(What you are asked to do):
Reproduce every line of the material below without any change, leaving the pictures out.

## start Exercise data

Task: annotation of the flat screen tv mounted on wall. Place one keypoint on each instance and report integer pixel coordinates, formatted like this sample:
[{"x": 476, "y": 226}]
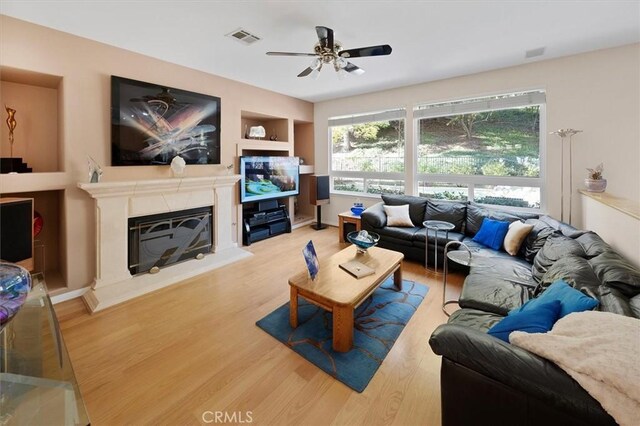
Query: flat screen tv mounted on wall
[
  {"x": 151, "y": 124},
  {"x": 265, "y": 178}
]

## end Exercise data

(Completed exercise):
Task: annotation of the flat screen tv mounted on wall. Place one keypoint on each instance and report integer pixel coordinates, formatted like this sample:
[{"x": 476, "y": 226}]
Query: flat screen tv mounted on wall
[
  {"x": 151, "y": 124},
  {"x": 265, "y": 178}
]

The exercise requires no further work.